Retome o texto sobre Getúlio Vargas e a virada da política externa brasileira, escrevendo o que vem logo depois da última frase.

• [Trecho do texto]:
⁂
Discursando a bordo do encouraçado Minas Gerais, em 11 de junho de 1940, Getúlio Vargas dissera que o Brasil havia criado “um regime adequado às nossas necessidades”, fazendo considerações interpretadas como elogios ao governo alemão e ao italiano. O ditador da Itália, Benito Mussolini, chegou a enviar um telegrama ao presidente brasileiro cumprimentando-o por ver “a nova realidade histórica europeia como realmente é, e não como querem as chamadas democracias”.

 

Irritado com a repercussão de suas palavras, Getúlio Vargas decidiu fazer novo pronunciamento, em 29 de junho, enfatizando que as críticas ao seu discurso de 11 de junho partiram daqueles que interpretaram suas palavras “com comentário falseado e a publicação tendenciosa de frases isoladas”.

 

Defesa do hemisfério

 

Imediatamente após o imbróglio, o presidente determinou que o Brasil entabulasse conversações com os Estados Unidos para a defesa do hemisfério. Os norte-americanos temiam um ataque do Japão, uma das peças do Eixo nazi-fascista, e pretendiam aparelhar bases militares em Natal e Fernando de Noronha. O que era temor virou realidade no final de 1941, quando os japoneses atacaram Pearl Harbor. Os norte-americanos passaram à situação de beligerantes e apressaram o governo brasileiro nas negociações para permitir o uso das bases de Belém, Natal e Recife. Getúlio Vargas concordou. Estava aberta a porta para uma guinada radical da política externa brasileira.

 

Nos primeiros meses de 1942, o Brasil deu demonstrações inequívocas de que estava caminhando para se aliar aos que combatiam o nazi-fascismo. Em 22 de janeiro, o governo decretou a pena de morte para certos atos de sabotagem. Pouco tempo depois, o arquipélago Fernando de Noronha foi declarado zona militar. Nos primeiros dias de fevereiro, Vargas decretou medidas de precaução contra possíveis ataques aéreos e assinou o decreto que instituiu a base de Natal. Em 7 de março, tomou a medida mais importante — a formação da Comissão de Defesa Nacional, presidida pelo chanceler Osvaldo Aranha, com poderes extraordinários. Em meados de agosto, quando o Brasil já havia perdido uma razoável quantidade de vidas, cargas e navios, o governo reconheceu a situação de beligerância com as nações agressoras — Alemanha, Itália e Japão.
⁂
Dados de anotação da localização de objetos
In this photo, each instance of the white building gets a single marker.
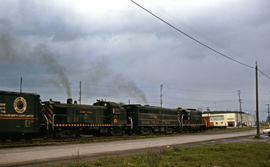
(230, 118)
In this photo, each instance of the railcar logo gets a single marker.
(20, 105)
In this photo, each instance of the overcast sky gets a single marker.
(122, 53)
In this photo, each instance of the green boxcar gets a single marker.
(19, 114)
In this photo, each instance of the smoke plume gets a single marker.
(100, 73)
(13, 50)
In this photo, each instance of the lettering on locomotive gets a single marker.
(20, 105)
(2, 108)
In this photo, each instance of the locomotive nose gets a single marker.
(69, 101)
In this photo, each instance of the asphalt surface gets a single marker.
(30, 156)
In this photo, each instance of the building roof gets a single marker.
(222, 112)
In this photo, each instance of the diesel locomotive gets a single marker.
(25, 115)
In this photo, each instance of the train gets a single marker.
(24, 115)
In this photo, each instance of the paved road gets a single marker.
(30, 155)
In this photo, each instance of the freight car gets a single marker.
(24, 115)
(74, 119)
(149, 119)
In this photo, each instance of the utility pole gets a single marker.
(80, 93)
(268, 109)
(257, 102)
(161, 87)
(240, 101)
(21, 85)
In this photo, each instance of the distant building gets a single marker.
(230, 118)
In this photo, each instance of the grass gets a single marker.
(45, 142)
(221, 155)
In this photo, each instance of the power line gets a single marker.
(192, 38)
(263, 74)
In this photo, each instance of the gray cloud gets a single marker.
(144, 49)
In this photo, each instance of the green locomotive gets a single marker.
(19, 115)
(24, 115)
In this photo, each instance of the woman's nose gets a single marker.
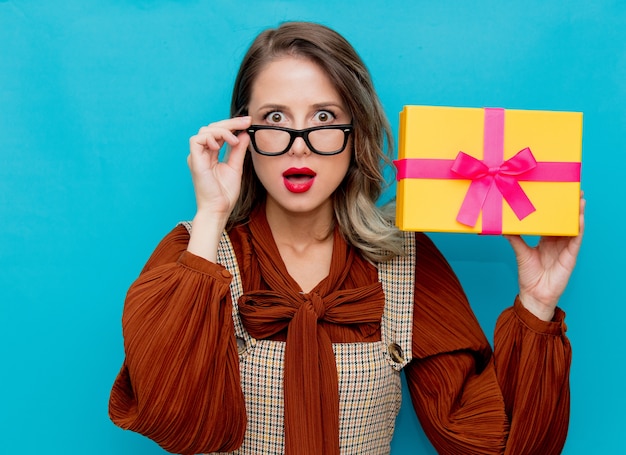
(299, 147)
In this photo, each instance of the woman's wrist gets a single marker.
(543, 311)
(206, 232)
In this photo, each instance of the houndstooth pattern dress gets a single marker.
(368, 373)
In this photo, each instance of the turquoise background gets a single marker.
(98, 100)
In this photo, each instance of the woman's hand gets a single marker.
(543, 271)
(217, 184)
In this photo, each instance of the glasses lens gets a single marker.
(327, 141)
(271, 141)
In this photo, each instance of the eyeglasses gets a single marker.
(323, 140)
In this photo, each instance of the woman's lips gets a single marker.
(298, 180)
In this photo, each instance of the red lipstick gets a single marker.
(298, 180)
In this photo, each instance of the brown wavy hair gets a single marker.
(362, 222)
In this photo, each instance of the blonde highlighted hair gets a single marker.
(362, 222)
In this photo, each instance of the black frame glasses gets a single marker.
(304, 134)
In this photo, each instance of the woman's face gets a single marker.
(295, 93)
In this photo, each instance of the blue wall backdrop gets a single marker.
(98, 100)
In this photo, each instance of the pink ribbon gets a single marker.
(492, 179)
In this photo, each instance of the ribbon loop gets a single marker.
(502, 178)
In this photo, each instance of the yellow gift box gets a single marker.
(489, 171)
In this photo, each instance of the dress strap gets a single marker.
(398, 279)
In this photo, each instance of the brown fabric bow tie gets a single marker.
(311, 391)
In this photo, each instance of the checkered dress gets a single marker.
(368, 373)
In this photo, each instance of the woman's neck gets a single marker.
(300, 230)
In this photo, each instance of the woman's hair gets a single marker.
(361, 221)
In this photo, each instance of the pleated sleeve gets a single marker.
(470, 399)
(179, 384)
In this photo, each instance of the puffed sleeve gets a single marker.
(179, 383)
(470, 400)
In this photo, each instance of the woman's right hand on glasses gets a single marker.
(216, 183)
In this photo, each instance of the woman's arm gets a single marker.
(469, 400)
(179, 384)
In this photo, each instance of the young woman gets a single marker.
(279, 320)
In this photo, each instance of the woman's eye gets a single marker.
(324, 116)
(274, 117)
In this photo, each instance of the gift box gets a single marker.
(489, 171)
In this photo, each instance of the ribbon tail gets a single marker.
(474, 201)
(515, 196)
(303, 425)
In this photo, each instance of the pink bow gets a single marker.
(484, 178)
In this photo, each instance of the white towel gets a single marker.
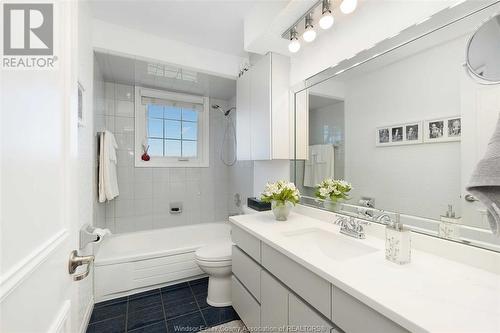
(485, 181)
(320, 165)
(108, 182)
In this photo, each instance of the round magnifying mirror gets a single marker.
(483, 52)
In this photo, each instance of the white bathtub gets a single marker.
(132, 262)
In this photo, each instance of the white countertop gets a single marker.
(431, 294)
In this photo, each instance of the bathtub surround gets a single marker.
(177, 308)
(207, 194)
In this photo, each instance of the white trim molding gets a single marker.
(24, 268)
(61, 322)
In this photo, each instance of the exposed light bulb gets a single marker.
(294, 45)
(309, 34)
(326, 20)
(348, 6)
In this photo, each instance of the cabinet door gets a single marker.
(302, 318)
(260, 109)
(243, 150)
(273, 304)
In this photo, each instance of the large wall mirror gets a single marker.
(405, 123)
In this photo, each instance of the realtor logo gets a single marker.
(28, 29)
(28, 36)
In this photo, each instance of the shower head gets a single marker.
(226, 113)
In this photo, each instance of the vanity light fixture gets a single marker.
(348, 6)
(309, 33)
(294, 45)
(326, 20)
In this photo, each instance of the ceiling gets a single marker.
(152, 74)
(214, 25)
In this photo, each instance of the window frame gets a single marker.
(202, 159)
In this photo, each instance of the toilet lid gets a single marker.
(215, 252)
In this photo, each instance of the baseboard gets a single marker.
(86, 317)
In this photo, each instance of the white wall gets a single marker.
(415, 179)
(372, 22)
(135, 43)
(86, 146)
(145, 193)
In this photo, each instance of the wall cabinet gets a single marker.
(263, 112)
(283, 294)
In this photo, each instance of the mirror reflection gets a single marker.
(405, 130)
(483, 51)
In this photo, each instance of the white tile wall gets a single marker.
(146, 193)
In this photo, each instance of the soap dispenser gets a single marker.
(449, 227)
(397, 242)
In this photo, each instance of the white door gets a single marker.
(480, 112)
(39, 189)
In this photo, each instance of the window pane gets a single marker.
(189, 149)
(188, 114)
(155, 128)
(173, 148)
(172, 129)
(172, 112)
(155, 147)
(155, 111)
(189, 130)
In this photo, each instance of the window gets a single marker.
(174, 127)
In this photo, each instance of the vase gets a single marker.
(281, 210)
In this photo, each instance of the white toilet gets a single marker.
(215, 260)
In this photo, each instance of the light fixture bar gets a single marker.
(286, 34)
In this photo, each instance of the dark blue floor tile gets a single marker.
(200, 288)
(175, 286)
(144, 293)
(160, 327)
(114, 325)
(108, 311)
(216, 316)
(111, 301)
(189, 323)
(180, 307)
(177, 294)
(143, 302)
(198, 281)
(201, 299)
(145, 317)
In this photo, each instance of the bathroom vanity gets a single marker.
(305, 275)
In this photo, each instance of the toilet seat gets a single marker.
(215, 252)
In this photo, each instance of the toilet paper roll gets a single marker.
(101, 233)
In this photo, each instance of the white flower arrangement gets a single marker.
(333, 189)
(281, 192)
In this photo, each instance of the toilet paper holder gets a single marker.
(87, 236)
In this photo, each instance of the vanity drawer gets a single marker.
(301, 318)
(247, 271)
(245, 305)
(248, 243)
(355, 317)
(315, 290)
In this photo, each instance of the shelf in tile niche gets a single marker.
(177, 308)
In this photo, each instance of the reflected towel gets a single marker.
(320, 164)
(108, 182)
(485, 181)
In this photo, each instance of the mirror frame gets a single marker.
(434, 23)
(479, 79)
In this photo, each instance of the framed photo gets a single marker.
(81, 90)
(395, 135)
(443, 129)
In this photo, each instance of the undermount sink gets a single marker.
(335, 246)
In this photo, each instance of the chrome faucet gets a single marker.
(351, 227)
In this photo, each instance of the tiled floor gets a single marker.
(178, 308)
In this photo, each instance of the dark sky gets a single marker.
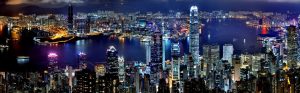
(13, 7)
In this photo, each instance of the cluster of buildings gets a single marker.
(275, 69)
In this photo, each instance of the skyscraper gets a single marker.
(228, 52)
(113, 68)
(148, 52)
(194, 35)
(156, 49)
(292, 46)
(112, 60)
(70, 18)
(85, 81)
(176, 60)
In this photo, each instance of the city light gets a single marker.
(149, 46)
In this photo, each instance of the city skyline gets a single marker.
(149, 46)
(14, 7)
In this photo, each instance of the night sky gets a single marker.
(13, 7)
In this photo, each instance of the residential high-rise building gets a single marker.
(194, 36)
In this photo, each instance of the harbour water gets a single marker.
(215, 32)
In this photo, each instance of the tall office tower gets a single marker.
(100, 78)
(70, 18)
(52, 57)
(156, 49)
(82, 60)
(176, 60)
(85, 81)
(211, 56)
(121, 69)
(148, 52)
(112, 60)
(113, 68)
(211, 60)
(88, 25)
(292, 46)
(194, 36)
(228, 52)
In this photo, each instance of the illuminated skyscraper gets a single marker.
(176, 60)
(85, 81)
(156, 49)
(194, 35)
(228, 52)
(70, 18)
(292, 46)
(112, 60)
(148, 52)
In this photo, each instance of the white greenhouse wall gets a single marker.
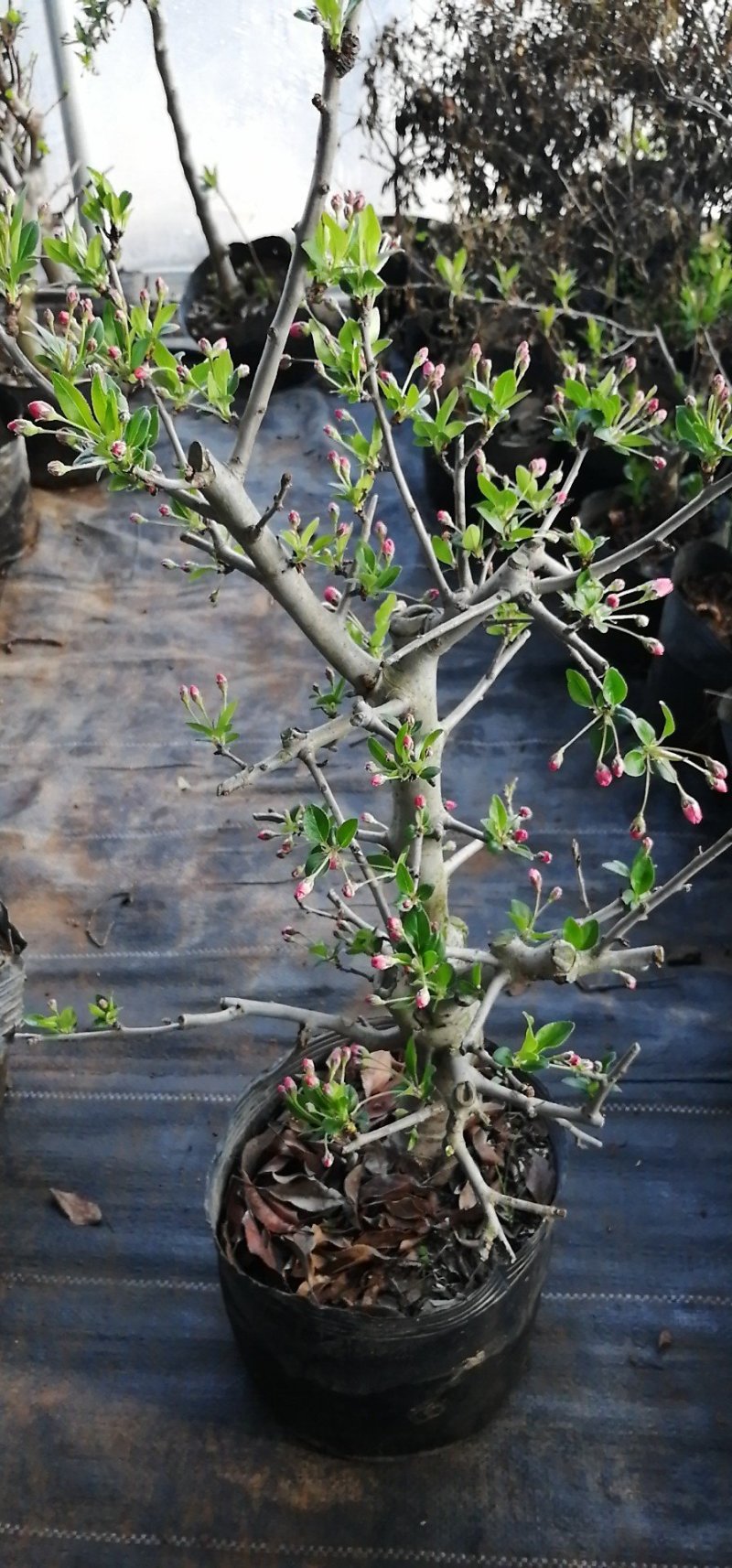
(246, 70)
⁂
• [Resposta esperada]:
O ato foi precedido de manifestações de rua, com faixas e slogans de protestos contra o Eixo nazi-fascista. O povo queria a guerra. Pela primeira vez o Brasil se engajaria em um conflito daquelas proporções e todos os brasileiros foram chamados a colaborar. Os efetivos e os reservistas das categorias armadas foram convocados. As mulheres se organizavam em enfermarias de guerra e participavam de cursos ministrados pela Cruz Vermelha Brasileira. Nas escolas primárias, unidades de trabalho explicavam o que era a guerra e organizavam os estudantes em “hortas da vitória”, despertando neles a consciência patriótica e o compromisso com o abastecimento do país. Medidas foram tomadas em todas as frentes para preparar o Brasil diante do agravamento do conflito mundial.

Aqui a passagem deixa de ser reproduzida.